[Begin]

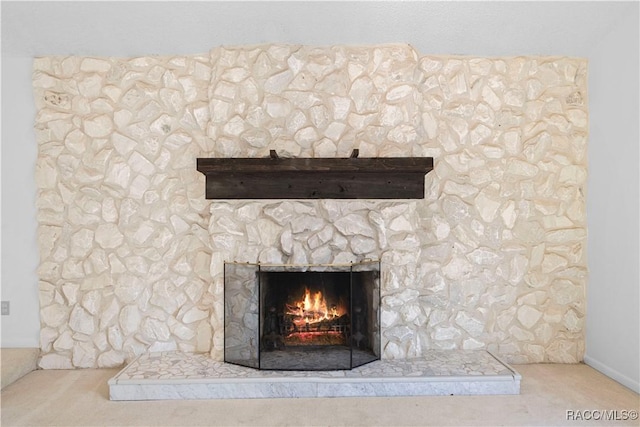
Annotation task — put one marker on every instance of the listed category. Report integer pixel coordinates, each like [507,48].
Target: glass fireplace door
[303,317]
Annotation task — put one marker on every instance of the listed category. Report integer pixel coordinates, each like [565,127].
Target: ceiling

[End]

> [Task to complete]
Reproduce everything from the line containing "each like [565,127]." down to the end of the lines, substituting "class" for "category" and leaving all else unchanged.

> [Solved exercise]
Annotation task — put one marker on every instance of the listed class. Report integer pixel coordinates, each like [565,127].
Target: ceiling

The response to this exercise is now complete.